__What you need to do__: Copy the lines of the material word for word, from the line with "query: the noun phrase to segment: tree" up to and including the line with "Trace the outline of every instance of the tree.".

__Input data__:
▶
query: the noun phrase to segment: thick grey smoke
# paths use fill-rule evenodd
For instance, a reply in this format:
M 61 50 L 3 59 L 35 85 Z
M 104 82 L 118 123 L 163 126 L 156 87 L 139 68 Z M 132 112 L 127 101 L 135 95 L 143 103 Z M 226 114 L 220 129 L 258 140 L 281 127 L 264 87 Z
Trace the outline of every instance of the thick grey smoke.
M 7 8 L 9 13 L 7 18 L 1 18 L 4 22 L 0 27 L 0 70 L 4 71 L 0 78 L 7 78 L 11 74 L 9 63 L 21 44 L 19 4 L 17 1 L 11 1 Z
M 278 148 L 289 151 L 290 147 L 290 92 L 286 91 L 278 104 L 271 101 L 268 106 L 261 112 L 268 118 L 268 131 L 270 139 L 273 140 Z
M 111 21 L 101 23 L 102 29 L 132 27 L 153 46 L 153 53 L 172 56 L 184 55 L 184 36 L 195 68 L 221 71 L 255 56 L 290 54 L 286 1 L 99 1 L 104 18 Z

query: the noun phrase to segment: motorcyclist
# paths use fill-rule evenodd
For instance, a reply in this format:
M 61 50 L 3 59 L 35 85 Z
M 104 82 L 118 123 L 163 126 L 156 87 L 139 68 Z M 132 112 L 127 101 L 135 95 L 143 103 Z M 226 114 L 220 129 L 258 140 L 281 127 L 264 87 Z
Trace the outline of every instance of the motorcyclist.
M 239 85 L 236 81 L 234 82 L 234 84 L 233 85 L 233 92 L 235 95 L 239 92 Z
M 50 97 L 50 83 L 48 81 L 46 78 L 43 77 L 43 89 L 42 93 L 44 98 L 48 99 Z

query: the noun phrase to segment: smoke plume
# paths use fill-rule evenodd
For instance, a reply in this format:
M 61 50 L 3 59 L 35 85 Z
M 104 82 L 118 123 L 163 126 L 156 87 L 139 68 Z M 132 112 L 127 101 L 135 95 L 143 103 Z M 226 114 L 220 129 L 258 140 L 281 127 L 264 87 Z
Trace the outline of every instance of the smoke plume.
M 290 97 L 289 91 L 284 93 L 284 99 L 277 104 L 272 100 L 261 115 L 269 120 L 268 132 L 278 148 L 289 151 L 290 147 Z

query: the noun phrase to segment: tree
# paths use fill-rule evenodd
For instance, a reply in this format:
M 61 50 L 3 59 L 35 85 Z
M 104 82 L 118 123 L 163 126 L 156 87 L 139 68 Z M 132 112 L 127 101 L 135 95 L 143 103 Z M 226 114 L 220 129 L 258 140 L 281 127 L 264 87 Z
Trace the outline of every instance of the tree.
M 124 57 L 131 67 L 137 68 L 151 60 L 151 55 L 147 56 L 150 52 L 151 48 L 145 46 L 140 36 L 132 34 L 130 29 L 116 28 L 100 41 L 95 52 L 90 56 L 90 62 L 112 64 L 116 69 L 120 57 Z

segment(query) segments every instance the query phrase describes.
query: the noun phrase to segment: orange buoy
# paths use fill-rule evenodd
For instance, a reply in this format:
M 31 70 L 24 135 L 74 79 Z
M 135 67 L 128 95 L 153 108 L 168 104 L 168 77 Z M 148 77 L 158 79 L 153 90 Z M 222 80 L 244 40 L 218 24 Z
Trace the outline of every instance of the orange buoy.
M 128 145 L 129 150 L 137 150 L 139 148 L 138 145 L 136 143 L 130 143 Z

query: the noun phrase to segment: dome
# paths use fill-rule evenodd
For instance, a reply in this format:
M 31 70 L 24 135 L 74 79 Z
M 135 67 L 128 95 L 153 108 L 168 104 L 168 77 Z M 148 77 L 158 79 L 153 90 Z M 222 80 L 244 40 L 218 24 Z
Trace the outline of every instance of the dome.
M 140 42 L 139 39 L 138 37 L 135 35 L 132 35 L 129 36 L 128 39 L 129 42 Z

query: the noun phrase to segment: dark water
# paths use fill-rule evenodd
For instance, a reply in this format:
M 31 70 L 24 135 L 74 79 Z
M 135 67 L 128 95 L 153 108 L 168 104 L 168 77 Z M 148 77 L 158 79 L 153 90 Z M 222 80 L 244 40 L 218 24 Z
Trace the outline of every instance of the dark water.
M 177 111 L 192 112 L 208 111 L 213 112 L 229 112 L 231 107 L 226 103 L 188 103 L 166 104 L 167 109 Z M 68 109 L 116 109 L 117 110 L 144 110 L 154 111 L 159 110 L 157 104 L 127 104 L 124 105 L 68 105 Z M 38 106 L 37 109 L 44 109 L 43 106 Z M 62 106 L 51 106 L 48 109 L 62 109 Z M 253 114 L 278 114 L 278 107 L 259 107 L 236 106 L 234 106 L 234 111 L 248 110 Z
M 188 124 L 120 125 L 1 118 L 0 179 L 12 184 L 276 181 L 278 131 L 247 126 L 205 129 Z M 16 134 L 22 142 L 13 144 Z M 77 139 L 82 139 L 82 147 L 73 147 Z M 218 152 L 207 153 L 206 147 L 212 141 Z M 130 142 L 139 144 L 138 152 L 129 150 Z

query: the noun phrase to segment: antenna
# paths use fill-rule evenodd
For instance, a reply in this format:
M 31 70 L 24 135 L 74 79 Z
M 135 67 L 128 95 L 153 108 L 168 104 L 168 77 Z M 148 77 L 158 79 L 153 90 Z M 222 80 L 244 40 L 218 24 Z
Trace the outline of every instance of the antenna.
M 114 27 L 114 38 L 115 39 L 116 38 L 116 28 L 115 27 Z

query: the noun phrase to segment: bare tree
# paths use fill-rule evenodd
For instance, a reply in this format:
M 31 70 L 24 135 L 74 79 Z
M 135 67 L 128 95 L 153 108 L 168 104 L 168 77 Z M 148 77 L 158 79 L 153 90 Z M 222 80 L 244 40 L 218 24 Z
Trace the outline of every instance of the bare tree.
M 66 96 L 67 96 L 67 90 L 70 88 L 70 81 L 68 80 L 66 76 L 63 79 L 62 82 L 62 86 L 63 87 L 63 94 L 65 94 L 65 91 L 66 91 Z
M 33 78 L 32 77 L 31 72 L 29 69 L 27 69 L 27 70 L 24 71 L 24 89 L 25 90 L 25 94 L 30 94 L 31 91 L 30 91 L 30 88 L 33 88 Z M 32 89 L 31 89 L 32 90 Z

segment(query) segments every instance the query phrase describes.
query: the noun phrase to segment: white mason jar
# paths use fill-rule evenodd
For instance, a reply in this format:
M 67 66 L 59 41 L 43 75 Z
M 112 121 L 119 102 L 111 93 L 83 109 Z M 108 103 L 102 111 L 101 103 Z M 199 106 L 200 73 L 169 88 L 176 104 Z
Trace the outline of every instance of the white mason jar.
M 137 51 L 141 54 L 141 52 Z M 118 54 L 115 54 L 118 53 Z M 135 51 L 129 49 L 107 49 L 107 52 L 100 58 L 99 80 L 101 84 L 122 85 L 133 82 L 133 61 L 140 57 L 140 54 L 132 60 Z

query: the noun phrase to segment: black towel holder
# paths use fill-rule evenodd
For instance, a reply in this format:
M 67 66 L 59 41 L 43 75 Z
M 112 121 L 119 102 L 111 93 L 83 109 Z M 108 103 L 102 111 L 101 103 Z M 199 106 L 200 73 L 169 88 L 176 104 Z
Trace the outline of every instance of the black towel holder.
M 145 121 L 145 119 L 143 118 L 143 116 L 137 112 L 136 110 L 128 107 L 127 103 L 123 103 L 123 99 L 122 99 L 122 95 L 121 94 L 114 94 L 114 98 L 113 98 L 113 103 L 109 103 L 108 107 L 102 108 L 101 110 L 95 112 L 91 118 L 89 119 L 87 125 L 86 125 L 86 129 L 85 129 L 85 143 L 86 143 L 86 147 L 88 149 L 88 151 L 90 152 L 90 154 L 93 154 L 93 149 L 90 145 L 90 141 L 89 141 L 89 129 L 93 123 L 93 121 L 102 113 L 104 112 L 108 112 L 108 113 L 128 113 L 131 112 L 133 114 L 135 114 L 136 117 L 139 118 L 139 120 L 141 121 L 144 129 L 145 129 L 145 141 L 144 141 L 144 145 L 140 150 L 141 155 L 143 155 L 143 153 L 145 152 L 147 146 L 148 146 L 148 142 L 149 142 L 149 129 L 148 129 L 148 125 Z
◀
__Solution__:
query: the noun phrase to segment: tree
# paths use fill-rule evenodd
For instance, a reply in this format:
M 61 50 L 3 59 L 35 85 Z
M 104 82 L 118 123 L 163 126 L 156 87 L 139 68 Z M 132 112 L 127 101 L 135 95 L 143 103 Z M 226 114 L 220 129 L 258 140 L 281 127 L 264 87 Z
Trace the outline of every instance of the tree.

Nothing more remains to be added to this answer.